**Provided text:**

__________________________________________________

Slovenia rolls Ukraine 2 to 1

16 November, 1999 - 00:00

Our boys don’t know how to play with weaklings. This is true of both Kyiv Dynamo and its weaker version, the Ukrainian National. Their sufferings when meeting with the Armenians, Albanians, and the annual games with the Danes and various other soccer minorities are not caused by ups and downs in the Ukrainian team’s preparedness, much as some try to convince us. Representatives of contemporary Ukrainian soccer find it much easier not to let the stronger ones play than beat weaker ones.

The option our boys chose for the match with Slovenia, with six players in defense, was supposed to secure a minimum program, not being on the losing side. And who was there to lose to? The names on the Slovenian team will mean something perhaps to world- reputed soccer moguls. There was only one player on the host team, Zachovic, who once played at a truly high level.

At the beginning everything seemed normal — that is if one considered the inability of a Ukrainian halfback to keep the ball center field for even half a minute normal. Kandaurov, a last-minute National recruit, simply had no one to pass the ball to. Kharkiv’s “Portuguese” did his job anyway, assisting Shevchenko’s final shot with a truly Brazilian pass. But that was a stroke of luck, not a regular attainment. Without doubt, Andriy Shevchenko is a superstar, but his play is watched by all of Europe every Saturday. Even Slovenian backyard fullbacks knew where he would run and when. In Milan, he willingly “shares” the ball with his partners and this is what makes him one of the very best. On the National team, however, the newly made superman obviously tugged the blanket on himself, depleting the team’s potential, small as it was.

__________________________________________________

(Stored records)
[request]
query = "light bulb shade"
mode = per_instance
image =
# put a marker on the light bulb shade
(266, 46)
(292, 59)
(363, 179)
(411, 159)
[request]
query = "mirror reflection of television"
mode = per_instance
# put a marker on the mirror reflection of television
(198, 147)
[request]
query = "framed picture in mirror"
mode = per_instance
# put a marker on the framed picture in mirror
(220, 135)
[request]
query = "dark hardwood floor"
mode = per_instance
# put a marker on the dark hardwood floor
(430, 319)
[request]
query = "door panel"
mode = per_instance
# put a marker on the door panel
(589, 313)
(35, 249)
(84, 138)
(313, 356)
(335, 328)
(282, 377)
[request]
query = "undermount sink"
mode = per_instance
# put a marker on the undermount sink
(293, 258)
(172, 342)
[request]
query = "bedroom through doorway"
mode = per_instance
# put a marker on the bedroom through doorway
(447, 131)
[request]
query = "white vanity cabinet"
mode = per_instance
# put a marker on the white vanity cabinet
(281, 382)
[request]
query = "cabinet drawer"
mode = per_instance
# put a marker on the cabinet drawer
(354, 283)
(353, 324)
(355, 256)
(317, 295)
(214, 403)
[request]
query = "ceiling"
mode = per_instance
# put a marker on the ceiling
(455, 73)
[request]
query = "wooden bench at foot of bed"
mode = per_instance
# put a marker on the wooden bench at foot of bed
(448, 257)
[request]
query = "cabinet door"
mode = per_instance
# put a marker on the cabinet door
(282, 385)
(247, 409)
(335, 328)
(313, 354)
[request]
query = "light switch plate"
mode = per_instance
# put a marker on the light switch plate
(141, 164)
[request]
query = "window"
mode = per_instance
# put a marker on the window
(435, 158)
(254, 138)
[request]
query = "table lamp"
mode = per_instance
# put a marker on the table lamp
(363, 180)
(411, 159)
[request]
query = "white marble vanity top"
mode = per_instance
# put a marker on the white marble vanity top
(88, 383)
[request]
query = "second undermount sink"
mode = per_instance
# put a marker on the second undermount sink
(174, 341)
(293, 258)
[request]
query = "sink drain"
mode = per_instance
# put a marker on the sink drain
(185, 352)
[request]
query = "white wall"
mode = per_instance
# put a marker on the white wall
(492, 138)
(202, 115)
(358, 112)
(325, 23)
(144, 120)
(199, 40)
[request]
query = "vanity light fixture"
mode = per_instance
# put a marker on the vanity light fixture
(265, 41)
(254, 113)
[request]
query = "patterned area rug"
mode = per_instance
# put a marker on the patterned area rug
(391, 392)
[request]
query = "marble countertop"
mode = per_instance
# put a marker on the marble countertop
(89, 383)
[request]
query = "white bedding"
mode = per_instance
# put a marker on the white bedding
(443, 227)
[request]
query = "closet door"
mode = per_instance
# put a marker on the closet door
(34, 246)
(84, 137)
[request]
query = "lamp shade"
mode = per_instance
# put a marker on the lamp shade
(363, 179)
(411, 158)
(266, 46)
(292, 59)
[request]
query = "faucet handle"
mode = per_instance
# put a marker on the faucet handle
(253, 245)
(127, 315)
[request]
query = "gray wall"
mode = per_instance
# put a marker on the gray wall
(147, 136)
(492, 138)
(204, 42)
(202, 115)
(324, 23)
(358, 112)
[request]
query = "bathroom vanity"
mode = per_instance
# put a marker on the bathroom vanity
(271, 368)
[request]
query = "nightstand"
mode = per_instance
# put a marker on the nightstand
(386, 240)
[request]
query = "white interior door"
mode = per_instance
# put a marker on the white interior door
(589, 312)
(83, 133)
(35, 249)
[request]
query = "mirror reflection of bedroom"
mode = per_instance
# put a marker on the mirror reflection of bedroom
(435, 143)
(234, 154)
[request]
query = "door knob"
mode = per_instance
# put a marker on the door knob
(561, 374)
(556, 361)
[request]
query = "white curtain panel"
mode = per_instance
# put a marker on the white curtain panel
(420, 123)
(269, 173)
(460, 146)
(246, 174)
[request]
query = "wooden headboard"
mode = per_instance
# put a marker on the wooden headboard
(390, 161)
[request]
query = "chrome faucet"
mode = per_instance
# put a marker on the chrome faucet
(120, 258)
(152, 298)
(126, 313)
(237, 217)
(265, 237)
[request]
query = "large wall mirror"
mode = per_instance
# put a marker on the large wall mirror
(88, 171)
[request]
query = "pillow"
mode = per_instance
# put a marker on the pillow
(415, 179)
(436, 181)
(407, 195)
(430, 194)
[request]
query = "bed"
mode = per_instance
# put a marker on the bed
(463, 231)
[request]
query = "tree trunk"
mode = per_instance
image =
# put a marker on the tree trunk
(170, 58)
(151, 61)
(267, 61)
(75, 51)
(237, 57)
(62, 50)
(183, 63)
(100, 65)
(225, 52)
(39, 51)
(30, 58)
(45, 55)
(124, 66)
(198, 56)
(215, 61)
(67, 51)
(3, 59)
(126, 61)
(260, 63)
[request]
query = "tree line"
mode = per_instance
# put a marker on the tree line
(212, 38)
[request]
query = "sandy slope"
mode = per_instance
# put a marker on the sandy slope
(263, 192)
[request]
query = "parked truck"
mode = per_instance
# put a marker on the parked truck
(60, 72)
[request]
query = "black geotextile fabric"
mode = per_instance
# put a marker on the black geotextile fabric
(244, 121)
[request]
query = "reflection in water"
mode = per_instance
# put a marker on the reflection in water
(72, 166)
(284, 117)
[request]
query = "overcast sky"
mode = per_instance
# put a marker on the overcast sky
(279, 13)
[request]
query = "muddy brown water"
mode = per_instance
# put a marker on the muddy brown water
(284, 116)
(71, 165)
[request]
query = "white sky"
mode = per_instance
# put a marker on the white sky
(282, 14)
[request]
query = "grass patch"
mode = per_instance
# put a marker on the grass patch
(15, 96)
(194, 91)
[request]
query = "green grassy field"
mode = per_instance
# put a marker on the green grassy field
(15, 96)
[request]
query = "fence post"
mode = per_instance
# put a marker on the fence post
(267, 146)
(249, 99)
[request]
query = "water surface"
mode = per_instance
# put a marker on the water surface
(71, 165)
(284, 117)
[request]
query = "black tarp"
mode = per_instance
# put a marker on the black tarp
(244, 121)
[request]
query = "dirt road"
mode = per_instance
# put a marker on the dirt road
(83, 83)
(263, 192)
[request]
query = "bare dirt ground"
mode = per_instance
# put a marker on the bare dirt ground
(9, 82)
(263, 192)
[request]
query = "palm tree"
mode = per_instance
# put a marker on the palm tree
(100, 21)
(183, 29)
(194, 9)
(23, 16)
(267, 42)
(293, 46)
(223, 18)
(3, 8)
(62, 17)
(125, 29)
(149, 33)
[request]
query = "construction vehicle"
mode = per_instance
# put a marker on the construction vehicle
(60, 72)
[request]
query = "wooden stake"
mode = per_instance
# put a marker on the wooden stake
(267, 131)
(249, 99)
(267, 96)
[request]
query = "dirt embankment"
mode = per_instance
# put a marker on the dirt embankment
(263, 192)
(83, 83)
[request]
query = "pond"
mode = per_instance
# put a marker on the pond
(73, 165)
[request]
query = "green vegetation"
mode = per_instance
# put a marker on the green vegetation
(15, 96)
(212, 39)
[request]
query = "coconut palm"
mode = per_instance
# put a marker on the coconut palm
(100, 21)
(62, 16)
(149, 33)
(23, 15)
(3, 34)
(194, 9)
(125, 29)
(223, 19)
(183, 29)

__________________________________________________

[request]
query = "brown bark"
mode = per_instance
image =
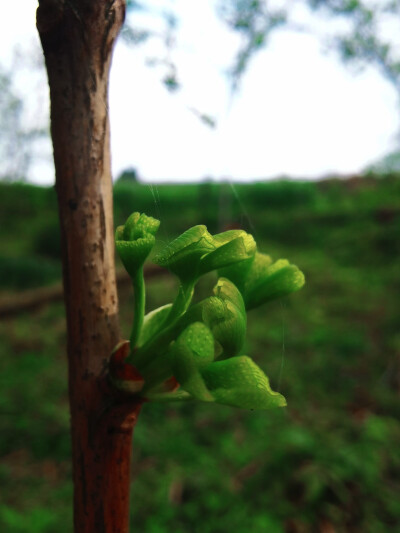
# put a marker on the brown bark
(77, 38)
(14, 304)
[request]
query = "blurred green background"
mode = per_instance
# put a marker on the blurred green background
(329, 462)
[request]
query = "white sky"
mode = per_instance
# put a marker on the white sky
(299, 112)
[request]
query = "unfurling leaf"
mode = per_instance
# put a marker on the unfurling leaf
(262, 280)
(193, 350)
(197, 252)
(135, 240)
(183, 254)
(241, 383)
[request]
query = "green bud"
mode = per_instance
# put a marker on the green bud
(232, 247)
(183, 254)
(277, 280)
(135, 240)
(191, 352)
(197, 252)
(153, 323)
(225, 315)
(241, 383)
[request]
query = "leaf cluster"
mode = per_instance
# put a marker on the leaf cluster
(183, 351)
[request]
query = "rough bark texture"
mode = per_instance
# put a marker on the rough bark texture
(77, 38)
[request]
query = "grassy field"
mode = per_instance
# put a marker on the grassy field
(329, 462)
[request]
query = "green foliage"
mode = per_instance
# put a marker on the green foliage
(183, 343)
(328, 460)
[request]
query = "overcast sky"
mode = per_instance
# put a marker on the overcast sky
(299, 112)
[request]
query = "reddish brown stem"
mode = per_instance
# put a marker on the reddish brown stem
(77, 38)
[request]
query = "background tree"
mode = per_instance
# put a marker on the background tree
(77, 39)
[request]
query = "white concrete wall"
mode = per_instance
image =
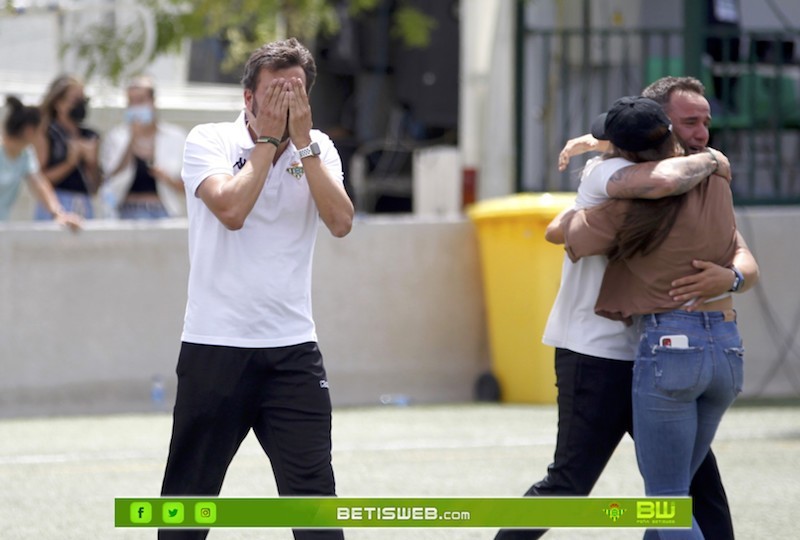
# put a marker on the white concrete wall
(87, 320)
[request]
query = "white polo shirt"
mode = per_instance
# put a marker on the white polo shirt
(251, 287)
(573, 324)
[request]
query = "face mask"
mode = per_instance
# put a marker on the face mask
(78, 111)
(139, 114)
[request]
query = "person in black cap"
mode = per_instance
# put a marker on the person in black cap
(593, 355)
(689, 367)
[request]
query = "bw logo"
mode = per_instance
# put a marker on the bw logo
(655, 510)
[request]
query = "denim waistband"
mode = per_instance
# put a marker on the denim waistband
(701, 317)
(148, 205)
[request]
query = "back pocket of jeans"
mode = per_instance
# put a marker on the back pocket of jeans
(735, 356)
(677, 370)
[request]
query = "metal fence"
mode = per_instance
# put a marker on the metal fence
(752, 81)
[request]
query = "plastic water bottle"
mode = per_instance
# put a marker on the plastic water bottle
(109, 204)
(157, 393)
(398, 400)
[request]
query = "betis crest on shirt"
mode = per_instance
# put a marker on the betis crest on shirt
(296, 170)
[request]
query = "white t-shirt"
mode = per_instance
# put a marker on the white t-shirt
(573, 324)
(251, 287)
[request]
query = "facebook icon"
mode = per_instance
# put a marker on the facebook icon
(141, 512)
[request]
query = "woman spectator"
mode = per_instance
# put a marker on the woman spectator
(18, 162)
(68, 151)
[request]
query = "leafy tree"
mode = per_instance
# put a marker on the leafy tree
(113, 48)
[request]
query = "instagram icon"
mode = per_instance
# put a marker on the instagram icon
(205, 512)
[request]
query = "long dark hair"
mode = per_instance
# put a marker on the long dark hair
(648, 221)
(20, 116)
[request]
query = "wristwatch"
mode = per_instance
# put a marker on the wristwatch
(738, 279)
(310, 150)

__________________________________________________

**Exercise 1:**
Please answer these questions about the soccer report:
(a) What was the final score of the match between Slovenia and Ukraine?
(b) How many players did the Ukrainian team put in defense for the match with Slovenia?
(c) Which player on the host team once played at a truly high level?
**Exercise 2:** Count the lines in the entries that contain the string "second", with case counting, and give only the number.

**Final answer 1:**
(a) Slovenia won 2 to 1.
(b) Six.
(c) Zachovic.

**Final answer 2:** 2